ZU BEARBEITENDE AUFGABEN:
a – Übertragen Sie aus dem Text über Maništusu und die Assyrer die Passage von „Von diesen militärischen“ bis „steril zu kultivieren.“ wortgetreu.
b – Führen Sie den Text über Maništusu und die Assyrer im Anschluss an seinen letzten Satz fort.

VORLIEGENDER TEXT:
^^^^

Unverblümt beschreibt Maništusu, der Herrscher von Akkad (2340-2223 v. Chr.), seine Plünderung von Städten und die Ausbeutung von Ressourcen in einer Region auf der anderen Seite des Persischen Golfes. Die Siedlungen dort waren klein, weit von Akkad entfernt und stellten keine Bedrohung für das Großreich dar.

Eine Inschrift schildert den Feldzug des Königs: "Die Städte auf der anderen Seite des Meeres, zweiunddreißig an der Zahl, versammelten sich für die Schlacht, aber Maništusu war siegreich. Weiter eroberte er ihre Städte, schlug ihre Herrscher nieder und danach bewegte er seine Truppen, plünderte bis zu den Silberminen. Er brach den schwarzen Stein der Berge über dem unteren Meer, lud ihn in Schiffe, befestigte die Schiffe am Kai von Agade."

Militärische Übergriffe als Mittel zur Beschaffung von Rohstoffen außerhalb des eigenen Herrschaftsbereichs fanden einen Höhepunkt unter den Assyrern (Ende des 2. und 1. Hälfte des 1. Jahrtausends v. Chr.). Die Größe Assyriens basierte auf der ökonomischen Ausbeutung unterlegener Gebiete.

Von diesen militärischen Auseinandersetzungen zeugen auch originale Exponate der Ausstellung: Dolche, Schwerter, Lanzenspitzen, Keulenköpfe und Pfeilspitzen aus dem persischen Raum des 3. und 2. Jahrtausends v. Chr. Die feine Ästhetik dieser Waffen scheint den Krieg in den Augen des modernen Betrachters beinahe steril zu kultivieren.

Modelle altorientalischer Streitwagen indes helfen beim Verständnis einer Kontinuität in den Bildprogrammen: In ebensolchen Wagen zeigen großdimensionierte Poster den irakischen Staatschef Saddam Hussein - überflogen von einer Friedenstaube.

^^^^

MATERIAL:
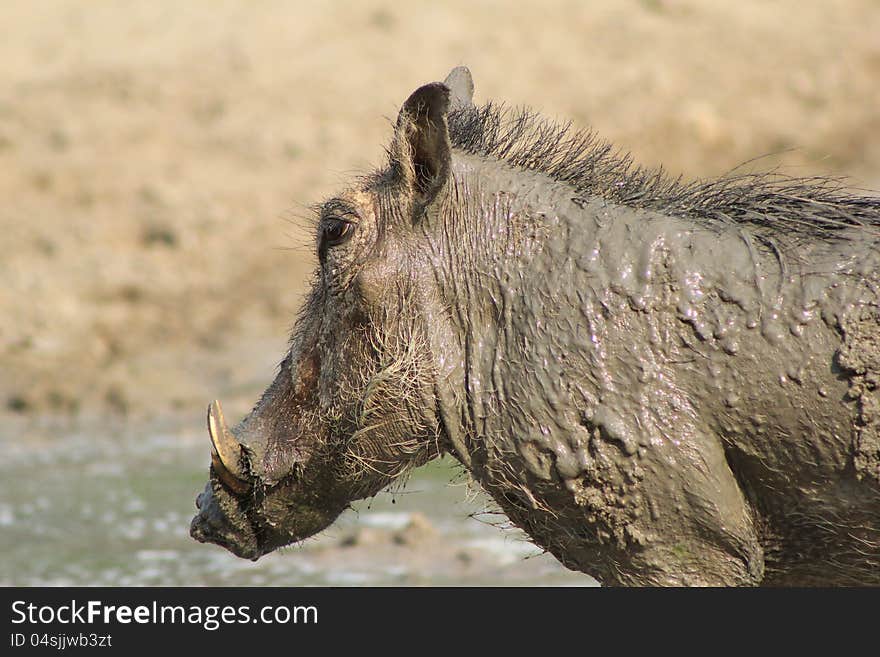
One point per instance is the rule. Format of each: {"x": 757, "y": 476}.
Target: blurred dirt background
{"x": 157, "y": 159}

^^^^

ANTWORTEN NACHEINANDER:
a –
Von diesen militärischen Auseinandersetzungen zeugen auch originale Exponate der Ausstellung: Dolche, Schwerter, Lanzenspitzen, Keulenköpfe und Pfeilspitzen aus dem persischen Raum des 3. und 2. Jahrtausends v. Chr. Die feine Ästhetik dieser Waffen scheint den Krieg in den Augen des modernen Betrachters beinahe steril zu kultivieren.

b –
Kriegspropaganda bei den alten Griechen und Römern

Ihren Platz finden auch Darstellungen des Abschieds der Kämpfer von ihren Familien sowie Bilder von Mord- und Totschlag aus der griechischen Kunst. Bilder, die zum Teil in ihrer Ausdrucksstärke an Szenen erinnern müssen, mit denen die heutigen Medien den Zuschauer konfrontieren, die zum Teil aber auch Blutigkeit und Brutalität zugunsten klassischer Schönheit eher unterdrücken.

Der aus heutiger Sicht schwer nachzuvollziehende Todesstoß für ganze Völker und Städte wird exemplarisch am Beispiel Karthagos vorgeführt: Zwei punische Kriege, die die Macht der einst blühenden Handelsstadt bis zur Bedeutungslosigkeit beschnitten hatten, reichten der damaligen Weltmacht Rom nicht aus. Ein Politiker, der durch seinen Ausspruch "Ceterum censeo Carthaginem esse delendam" noch heute als fester Programmpunkt im Lateinunterricht auftaucht, scheute keine Mühen, bis im Jahr 146 v. Chr. die bedeutende Kultur der Karthager durch die Zerstörung ihrer Hauptstadt endgültig ausgelöscht wurde. Die hier von Archäologen ergrabenen Zerstörungshorizonte mit bis zu 2 Meter starken Schuttschichten suchen in der Welt ihres Gleichen.

Eine Kaisergalerie dokumentiert den für die römischen Herrscher wie schon für die Feldherren in der Republik (510 bis ca. 31 v. Chr.) wichtigen militärischen Erfolg. Meist wirkte sich schon beim Herrschaftsantritt die Erfahrung auf militärischem Gebiet entscheidend aus, aber auch in der nachfolgenden Regierungszeit bestimmte der kriegerische Erfolg über die Beliebtheit bei Senat und Volk von Rom. Um sich der Treue der Soldaten zu versichern, war er unerlässlich.

Im dritten Jahrhundert (ab 235 n. Chr.) bekommt dieser Faktor besondere Bedeutung: Die Machthaber werden vom Militär nach Belieben ernannt und ebenso schnell wieder gestürzt, wenn der Sieg bei den Feldzügen ausbleibt.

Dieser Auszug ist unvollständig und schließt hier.